* [Description of the task]
Print the listing once more, exactly as it stands.

* [Source records]
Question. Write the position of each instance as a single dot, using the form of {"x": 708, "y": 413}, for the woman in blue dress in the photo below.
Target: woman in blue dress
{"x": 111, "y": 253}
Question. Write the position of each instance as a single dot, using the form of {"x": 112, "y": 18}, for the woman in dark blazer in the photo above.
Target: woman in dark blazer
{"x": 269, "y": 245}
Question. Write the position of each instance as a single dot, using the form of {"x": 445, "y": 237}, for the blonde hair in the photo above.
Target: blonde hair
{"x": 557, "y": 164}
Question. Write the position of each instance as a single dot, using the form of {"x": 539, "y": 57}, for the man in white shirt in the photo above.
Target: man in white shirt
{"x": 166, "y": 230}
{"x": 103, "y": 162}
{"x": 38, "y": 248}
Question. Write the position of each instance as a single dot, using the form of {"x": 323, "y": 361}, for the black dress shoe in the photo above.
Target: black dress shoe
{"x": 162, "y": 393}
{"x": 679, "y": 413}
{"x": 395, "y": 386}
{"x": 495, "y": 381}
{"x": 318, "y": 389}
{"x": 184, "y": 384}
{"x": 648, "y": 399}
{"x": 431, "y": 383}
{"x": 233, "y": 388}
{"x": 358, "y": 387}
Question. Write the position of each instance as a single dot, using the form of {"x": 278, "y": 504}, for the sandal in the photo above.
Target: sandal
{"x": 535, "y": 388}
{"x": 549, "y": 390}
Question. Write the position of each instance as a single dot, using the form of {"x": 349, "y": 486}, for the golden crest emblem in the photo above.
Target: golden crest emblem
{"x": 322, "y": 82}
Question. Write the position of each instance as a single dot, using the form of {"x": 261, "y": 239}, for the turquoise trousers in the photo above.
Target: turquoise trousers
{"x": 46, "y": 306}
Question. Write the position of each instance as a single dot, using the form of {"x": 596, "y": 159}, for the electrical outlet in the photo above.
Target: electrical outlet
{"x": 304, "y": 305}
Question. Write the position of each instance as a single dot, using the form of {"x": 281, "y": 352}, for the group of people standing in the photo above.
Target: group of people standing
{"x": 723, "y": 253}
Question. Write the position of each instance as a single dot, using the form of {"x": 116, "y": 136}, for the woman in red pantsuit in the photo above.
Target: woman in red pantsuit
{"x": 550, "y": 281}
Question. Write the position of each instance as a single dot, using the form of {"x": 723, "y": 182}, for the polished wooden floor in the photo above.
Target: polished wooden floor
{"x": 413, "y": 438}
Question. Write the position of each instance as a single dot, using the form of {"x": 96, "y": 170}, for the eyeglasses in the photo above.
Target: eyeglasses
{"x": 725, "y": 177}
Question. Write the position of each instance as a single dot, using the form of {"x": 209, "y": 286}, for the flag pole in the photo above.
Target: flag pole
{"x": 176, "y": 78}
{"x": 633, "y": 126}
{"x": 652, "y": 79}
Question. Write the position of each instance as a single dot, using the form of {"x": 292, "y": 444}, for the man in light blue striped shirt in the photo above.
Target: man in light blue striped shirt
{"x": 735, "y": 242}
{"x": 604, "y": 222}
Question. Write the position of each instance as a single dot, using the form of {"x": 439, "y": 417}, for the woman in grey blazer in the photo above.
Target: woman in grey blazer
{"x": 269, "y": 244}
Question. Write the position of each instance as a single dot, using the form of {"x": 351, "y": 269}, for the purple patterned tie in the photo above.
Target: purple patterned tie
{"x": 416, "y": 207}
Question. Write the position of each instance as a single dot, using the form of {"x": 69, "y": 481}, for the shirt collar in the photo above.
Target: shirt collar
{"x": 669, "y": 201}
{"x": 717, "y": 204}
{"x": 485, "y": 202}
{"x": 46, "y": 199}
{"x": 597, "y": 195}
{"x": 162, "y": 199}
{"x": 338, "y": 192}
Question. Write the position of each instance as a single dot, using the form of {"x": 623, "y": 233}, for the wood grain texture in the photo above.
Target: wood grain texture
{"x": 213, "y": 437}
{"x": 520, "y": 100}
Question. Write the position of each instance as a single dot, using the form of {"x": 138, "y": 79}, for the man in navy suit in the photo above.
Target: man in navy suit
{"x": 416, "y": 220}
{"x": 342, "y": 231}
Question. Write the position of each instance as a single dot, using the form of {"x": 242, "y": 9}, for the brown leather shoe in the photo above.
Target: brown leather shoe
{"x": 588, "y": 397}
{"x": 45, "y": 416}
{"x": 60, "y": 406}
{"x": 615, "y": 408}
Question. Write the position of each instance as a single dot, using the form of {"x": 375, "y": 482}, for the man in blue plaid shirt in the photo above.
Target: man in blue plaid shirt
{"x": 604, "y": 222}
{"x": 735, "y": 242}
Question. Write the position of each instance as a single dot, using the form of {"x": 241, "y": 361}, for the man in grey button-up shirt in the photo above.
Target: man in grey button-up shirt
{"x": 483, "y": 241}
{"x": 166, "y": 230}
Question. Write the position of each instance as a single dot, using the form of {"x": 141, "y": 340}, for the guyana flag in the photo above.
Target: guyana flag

* [Output for this task]
Question. Write the position of each instance as a single dot, using the form of {"x": 708, "y": 413}, for the woman in blue dress in the photo below.
Target: woman in blue dress
{"x": 111, "y": 253}
Question. Write the position of each instance as a single dot, using the form of {"x": 112, "y": 18}, for the woman in dark blazer in the photo above.
Target: woman in dark blazer
{"x": 269, "y": 245}
Question. Write the position of each instance as a single dot, using the form of {"x": 445, "y": 237}, for the blonde hair in the photo above.
Target: blonde hair
{"x": 557, "y": 164}
Question. Write the position of each instance as a single dot, using the form of {"x": 539, "y": 57}, for the man in white shirt in the photo above.
Target: man in white shirt
{"x": 166, "y": 230}
{"x": 103, "y": 162}
{"x": 38, "y": 248}
Question. Write the position of each instance as a single dot, using the form of {"x": 323, "y": 361}, for the black dress shoe in the photo above.
Target: black dress shoe
{"x": 162, "y": 393}
{"x": 679, "y": 413}
{"x": 395, "y": 386}
{"x": 495, "y": 381}
{"x": 318, "y": 389}
{"x": 184, "y": 384}
{"x": 648, "y": 399}
{"x": 431, "y": 383}
{"x": 233, "y": 388}
{"x": 358, "y": 387}
Question. Write the position of each instance as a single dot, using the form of {"x": 278, "y": 504}, for the sandal in the photo above.
Target: sandal
{"x": 535, "y": 388}
{"x": 549, "y": 390}
Question. Write the position of each instance as a single dot, using the form of {"x": 349, "y": 486}, for the golden crest emblem in the photo above.
Target: golden crest emblem
{"x": 322, "y": 82}
Question. Write the position of each instance as a single dot, using the form of {"x": 261, "y": 239}, for the turquoise trousers in the photo above.
Target: turquoise trousers
{"x": 46, "y": 306}
Question. Write the position of each instance as a single dot, using the form of {"x": 596, "y": 159}, for the electrical outlet in the photo above.
Target: electrical outlet
{"x": 304, "y": 305}
Question. Write the position of each instance as a single dot, using the form of {"x": 281, "y": 352}, for the group of people standing in the photo above.
Target: group of people standing
{"x": 723, "y": 253}
Question. Write the position of each instance as a single dot, using the form of {"x": 116, "y": 136}, for the woman in red pantsuit in the photo above.
Target: woman in red pantsuit
{"x": 550, "y": 281}
Question. Write the position of each instance as a single dot, using the form of {"x": 723, "y": 182}, for the polished wooden floor in the photo above.
Target: polished wooden floor
{"x": 413, "y": 438}
Question. Write the position of each instance as a single dot, using the form of {"x": 96, "y": 170}, for the eyeglasses in the photo above.
Target: eyeglasses
{"x": 725, "y": 177}
Question. Write the position of each instance as a single dot, using the form of {"x": 209, "y": 286}, for the flag pole in the photo above.
Target: flag pole
{"x": 176, "y": 78}
{"x": 633, "y": 126}
{"x": 652, "y": 79}
Question. Write the position of each instance as a single dot, using the form of {"x": 292, "y": 444}, for the man in light blue striped shirt in the photo above.
Target: man in light blue striped shirt
{"x": 735, "y": 242}
{"x": 604, "y": 222}
Question. Write the position of each instance as a single dot, using the form of {"x": 439, "y": 417}, for the woman in grey blazer in the photo above.
Target: woman in grey blazer
{"x": 269, "y": 244}
Question. Write the position of each instance as a single dot, using the form of {"x": 351, "y": 269}, for the purple patterned tie in the photo above.
Target: purple patterned tie
{"x": 416, "y": 207}
Question. Write the position of each instance as a single dot, using the form of {"x": 69, "y": 481}, for the shirt collar in the photo above.
Target: shirt collar
{"x": 669, "y": 201}
{"x": 717, "y": 204}
{"x": 485, "y": 202}
{"x": 46, "y": 199}
{"x": 597, "y": 195}
{"x": 162, "y": 199}
{"x": 338, "y": 192}
Question. Write the position of each instance as a single dot, using the form of {"x": 623, "y": 233}, for the wood grain texture in the photo above.
Target: wood grain texture
{"x": 213, "y": 437}
{"x": 520, "y": 100}
Question. Write the position of each instance as a single dot, using the form of {"x": 138, "y": 79}, for the man in navy suit in the photo above.
Target: man in navy suit
{"x": 416, "y": 220}
{"x": 342, "y": 231}
Question. Write the position of each instance as a single dot, using the form of {"x": 242, "y": 9}, for the brown leather shoe in the photo above.
Target: brown leather shoe
{"x": 588, "y": 397}
{"x": 45, "y": 416}
{"x": 60, "y": 406}
{"x": 615, "y": 408}
Question. Write the position of each instance as a single dot, using the form of {"x": 375, "y": 482}, for the man in blue plaid shirt in the photo above.
Target: man in blue plaid shirt
{"x": 604, "y": 222}
{"x": 735, "y": 242}
Question. Write the position of each instance as a single dot, using the form of {"x": 241, "y": 361}, for the man in grey button-up shirt in the photo above.
Target: man in grey button-up shirt
{"x": 483, "y": 241}
{"x": 166, "y": 230}
Question. Write the position of each instance as a single dot, using the form of {"x": 141, "y": 340}, for the guyana flag in the photo above.
Target: guyana flag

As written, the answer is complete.